======== Extracted data

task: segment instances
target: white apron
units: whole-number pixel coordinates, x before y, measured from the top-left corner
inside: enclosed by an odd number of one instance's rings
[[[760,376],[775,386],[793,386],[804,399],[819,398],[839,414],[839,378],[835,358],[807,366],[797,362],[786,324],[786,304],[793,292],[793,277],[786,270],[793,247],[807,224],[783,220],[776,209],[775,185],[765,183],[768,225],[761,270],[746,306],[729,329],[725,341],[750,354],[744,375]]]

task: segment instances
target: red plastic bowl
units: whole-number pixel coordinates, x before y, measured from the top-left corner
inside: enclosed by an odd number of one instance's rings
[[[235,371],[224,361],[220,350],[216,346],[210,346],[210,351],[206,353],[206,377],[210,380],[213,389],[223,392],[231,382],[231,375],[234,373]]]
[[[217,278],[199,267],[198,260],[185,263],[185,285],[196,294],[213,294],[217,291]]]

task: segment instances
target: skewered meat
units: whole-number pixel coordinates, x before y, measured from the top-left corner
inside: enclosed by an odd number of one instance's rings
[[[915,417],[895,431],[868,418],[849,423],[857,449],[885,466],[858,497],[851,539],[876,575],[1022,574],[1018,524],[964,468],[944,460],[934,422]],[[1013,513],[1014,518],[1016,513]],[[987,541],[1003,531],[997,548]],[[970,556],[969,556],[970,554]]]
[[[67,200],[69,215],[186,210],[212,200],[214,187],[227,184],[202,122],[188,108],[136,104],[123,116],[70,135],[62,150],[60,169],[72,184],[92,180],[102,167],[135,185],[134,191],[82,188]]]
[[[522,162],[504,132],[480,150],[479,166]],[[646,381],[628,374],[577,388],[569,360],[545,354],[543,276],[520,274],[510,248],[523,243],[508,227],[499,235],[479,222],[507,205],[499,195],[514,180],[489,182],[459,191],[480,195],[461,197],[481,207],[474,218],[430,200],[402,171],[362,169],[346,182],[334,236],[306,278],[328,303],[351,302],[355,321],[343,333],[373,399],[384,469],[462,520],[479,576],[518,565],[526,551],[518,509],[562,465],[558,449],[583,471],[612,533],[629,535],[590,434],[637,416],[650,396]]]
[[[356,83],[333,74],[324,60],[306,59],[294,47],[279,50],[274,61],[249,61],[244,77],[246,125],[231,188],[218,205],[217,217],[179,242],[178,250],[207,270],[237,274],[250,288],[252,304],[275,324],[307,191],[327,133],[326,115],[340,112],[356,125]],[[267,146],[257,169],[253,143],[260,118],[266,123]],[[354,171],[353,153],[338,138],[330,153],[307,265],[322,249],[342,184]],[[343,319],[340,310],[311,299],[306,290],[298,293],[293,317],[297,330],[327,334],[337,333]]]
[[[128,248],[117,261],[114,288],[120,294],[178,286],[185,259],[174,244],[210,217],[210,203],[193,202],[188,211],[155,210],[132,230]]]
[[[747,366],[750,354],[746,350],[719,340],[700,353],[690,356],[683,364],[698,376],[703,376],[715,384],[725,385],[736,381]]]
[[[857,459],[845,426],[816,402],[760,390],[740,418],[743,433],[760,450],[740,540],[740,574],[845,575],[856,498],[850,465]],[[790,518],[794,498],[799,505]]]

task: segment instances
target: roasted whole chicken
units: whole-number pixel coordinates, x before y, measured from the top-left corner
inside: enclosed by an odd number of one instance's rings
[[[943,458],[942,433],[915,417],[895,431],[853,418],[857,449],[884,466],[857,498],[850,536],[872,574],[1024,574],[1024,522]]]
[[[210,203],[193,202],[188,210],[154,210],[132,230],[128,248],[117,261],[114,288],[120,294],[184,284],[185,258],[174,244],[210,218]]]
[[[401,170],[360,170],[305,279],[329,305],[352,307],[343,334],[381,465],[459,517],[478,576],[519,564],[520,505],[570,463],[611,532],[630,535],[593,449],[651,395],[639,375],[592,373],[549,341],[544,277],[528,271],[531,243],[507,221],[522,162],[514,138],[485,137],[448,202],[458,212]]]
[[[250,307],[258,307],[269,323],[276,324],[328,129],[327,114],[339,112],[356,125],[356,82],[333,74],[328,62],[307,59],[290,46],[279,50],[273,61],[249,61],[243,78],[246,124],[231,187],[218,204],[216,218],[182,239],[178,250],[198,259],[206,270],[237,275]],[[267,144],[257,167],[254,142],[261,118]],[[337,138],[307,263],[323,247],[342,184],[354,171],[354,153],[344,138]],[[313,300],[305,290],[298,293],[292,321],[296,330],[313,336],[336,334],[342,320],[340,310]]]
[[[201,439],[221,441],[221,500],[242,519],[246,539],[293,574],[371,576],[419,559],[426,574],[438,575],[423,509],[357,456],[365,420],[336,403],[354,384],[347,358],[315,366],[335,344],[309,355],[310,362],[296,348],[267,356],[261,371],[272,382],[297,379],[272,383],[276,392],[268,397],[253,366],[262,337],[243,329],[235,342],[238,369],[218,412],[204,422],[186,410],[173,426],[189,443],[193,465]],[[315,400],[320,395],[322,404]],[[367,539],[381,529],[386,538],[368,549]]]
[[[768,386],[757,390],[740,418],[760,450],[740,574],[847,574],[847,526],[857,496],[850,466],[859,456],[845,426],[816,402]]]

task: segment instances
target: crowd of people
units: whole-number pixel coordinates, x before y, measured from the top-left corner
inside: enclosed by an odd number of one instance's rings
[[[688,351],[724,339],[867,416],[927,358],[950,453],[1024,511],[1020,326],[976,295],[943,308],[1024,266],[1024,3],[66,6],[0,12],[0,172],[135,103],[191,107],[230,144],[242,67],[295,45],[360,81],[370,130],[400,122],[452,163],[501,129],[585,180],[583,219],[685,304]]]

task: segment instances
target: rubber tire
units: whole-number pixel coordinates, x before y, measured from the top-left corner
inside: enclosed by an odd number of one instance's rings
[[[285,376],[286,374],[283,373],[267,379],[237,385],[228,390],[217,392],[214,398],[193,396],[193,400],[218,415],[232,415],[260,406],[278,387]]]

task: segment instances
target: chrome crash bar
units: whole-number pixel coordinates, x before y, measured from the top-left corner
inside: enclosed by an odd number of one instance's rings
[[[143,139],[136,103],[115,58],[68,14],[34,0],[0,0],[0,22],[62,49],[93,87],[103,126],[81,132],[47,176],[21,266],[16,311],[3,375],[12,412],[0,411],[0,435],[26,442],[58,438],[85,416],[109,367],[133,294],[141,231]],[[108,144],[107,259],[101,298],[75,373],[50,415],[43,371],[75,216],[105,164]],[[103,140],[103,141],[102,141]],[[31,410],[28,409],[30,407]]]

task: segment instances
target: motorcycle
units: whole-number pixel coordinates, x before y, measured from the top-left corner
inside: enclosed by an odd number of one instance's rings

================

Task prompt:
The full listing above should be reproduced exactly.

Solution to the problem:
task: segment instances
target: white apron
units: whole-number pixel coordinates, x before y, measured from the top-left corner
inside: enclosed by an odd number of one instance's rings
[[[760,376],[775,386],[793,386],[804,399],[819,398],[839,414],[839,378],[835,358],[807,366],[797,362],[786,324],[786,304],[793,292],[793,277],[786,270],[793,247],[807,224],[783,220],[776,209],[775,185],[765,183],[768,225],[761,270],[746,306],[729,329],[725,341],[750,354],[744,375]]]

task: segment instances
target: red plastic bowl
units: whole-number pixel coordinates, x before y, measured from the top-left corner
inside: enclosed by an odd number of one instance's rings
[[[235,371],[224,361],[220,350],[216,346],[210,346],[210,351],[206,353],[206,377],[210,380],[213,389],[223,392],[231,382],[231,375],[234,373]]]
[[[217,278],[199,267],[198,260],[185,263],[185,285],[196,294],[213,294],[217,291]]]

task: segment instances
target: skewered meat
units: whole-number pixel coordinates, x before y, measured from the top-left corner
inside: enclosed by an odd number of one instance's rings
[[[915,417],[895,431],[868,418],[849,423],[857,449],[885,466],[858,497],[851,539],[876,575],[1022,574],[1018,524],[964,468],[944,460],[934,422]],[[1013,513],[1014,518],[1016,513]],[[987,541],[1003,531],[997,548]],[[970,556],[969,556],[970,554]]]
[[[67,200],[69,215],[186,210],[212,200],[214,187],[227,184],[202,122],[188,108],[136,104],[123,116],[70,135],[62,150],[60,169],[72,184],[92,180],[102,167],[135,185],[134,191],[82,188]]]
[[[522,162],[504,132],[480,150],[479,166]],[[646,381],[628,374],[577,388],[569,360],[545,354],[543,276],[520,274],[510,248],[523,243],[508,227],[499,235],[479,222],[507,205],[499,195],[514,180],[489,182],[459,191],[480,195],[461,197],[481,207],[474,218],[430,200],[402,171],[362,169],[346,182],[334,236],[306,278],[328,303],[351,302],[355,321],[343,333],[373,399],[384,469],[462,520],[479,576],[518,565],[526,551],[518,509],[562,465],[558,449],[583,471],[612,533],[629,535],[590,434],[637,416],[650,396]]]
[[[356,83],[333,74],[324,60],[306,59],[294,47],[279,50],[274,61],[249,61],[244,77],[246,125],[231,188],[218,205],[217,217],[179,242],[178,250],[207,270],[237,274],[250,288],[252,304],[275,324],[307,191],[327,133],[326,115],[340,112],[356,125]],[[267,146],[257,169],[253,143],[260,118],[266,123]],[[354,171],[353,153],[338,138],[330,153],[307,265],[322,249],[342,184]],[[343,319],[340,310],[311,299],[306,290],[298,293],[293,317],[297,330],[327,334],[337,333]]]
[[[128,248],[117,261],[114,288],[120,294],[178,286],[185,259],[174,244],[210,217],[210,203],[193,202],[188,211],[155,210],[132,230]]]
[[[747,366],[750,354],[746,350],[719,340],[700,353],[690,356],[683,364],[698,376],[703,376],[715,384],[725,385],[736,381]]]
[[[857,459],[845,426],[816,402],[760,390],[740,418],[743,433],[760,450],[740,540],[740,574],[845,575],[856,498],[850,465]],[[790,518],[794,498],[799,505]]]

task: segment instances
target: roasted whole chicken
units: whole-number pixel coordinates, x before y, measured from the top-left corner
inside: enclosed by an odd number of one instance's rings
[[[943,458],[942,433],[915,417],[895,431],[853,418],[857,449],[884,466],[857,498],[850,536],[872,574],[1024,574],[1024,522]]]
[[[210,203],[193,202],[188,210],[154,210],[132,230],[128,248],[117,261],[114,288],[120,294],[184,284],[185,258],[174,244],[210,218]]]
[[[401,170],[360,170],[305,279],[329,305],[352,307],[343,334],[381,465],[459,517],[478,576],[519,564],[520,505],[570,463],[611,532],[630,535],[593,449],[651,395],[639,375],[592,373],[549,341],[544,277],[528,271],[531,243],[507,221],[522,162],[514,138],[485,137],[448,202],[458,212]]]
[[[250,307],[258,307],[269,323],[276,324],[328,129],[327,114],[339,112],[356,125],[356,82],[333,74],[328,62],[307,59],[290,46],[279,50],[273,61],[249,61],[243,78],[246,124],[231,187],[218,204],[216,218],[182,239],[178,250],[198,259],[206,270],[237,275]],[[267,144],[257,167],[254,142],[261,118]],[[337,138],[307,263],[323,247],[342,184],[354,171],[354,153],[344,138]],[[313,300],[305,290],[298,293],[292,321],[296,330],[313,336],[336,334],[342,320],[340,310]]]
[[[201,439],[221,441],[221,500],[242,519],[246,539],[293,574],[371,576],[419,559],[426,574],[438,575],[423,509],[357,456],[365,420],[336,403],[354,384],[347,358],[315,366],[335,344],[309,355],[310,362],[296,348],[267,356],[261,371],[272,382],[297,379],[272,383],[276,392],[268,397],[253,366],[262,337],[243,329],[235,342],[238,369],[218,412],[204,422],[186,410],[173,426],[189,443],[193,465]],[[315,400],[320,395],[322,404]],[[367,539],[381,529],[386,538],[368,549]]]
[[[768,386],[757,390],[740,418],[760,450],[740,574],[847,574],[847,526],[857,496],[850,466],[859,456],[845,426],[816,402]]]

task: segment instances
target: crowd of people
units: whole-number pixel coordinates, x before y, measured from the top-left corner
inside: enclosed by an odd number of one instance's rings
[[[688,351],[724,339],[867,416],[927,358],[950,453],[1024,511],[1020,326],[976,295],[943,308],[1024,266],[1024,3],[66,6],[0,12],[0,172],[135,103],[191,107],[230,144],[242,67],[295,45],[360,81],[370,130],[400,122],[452,163],[501,129],[585,180],[583,219],[685,304]]]

task: segment instances
target: rubber tire
units: whole-number pixel coordinates, x before y, measured from the top-left corner
inside: enclosed by an odd number of one instance's rings
[[[285,376],[286,374],[283,373],[267,379],[237,385],[228,390],[217,392],[214,398],[193,396],[193,400],[218,415],[232,415],[260,406],[278,387]]]

task: segment instances
target: chrome crash bar
units: whole-number pixel coordinates, x before y, measured from the top-left corner
inside: enclosed by an odd number of one instance's rings
[[[143,139],[136,103],[115,58],[68,14],[34,0],[0,0],[0,22],[62,49],[93,87],[103,126],[81,132],[47,176],[21,266],[16,311],[3,375],[12,412],[0,411],[0,435],[26,442],[58,438],[85,416],[109,367],[133,294],[141,231]],[[108,144],[107,259],[101,298],[75,373],[50,415],[43,371],[75,216],[105,164]],[[103,140],[103,141],[102,141]],[[31,410],[28,409],[30,407]]]

task: segment instances
target: motorcycle
units: whole-number pixel coordinates, x before y, measured from the top-left corner
inside: enclosed by an odd number of one instance's rings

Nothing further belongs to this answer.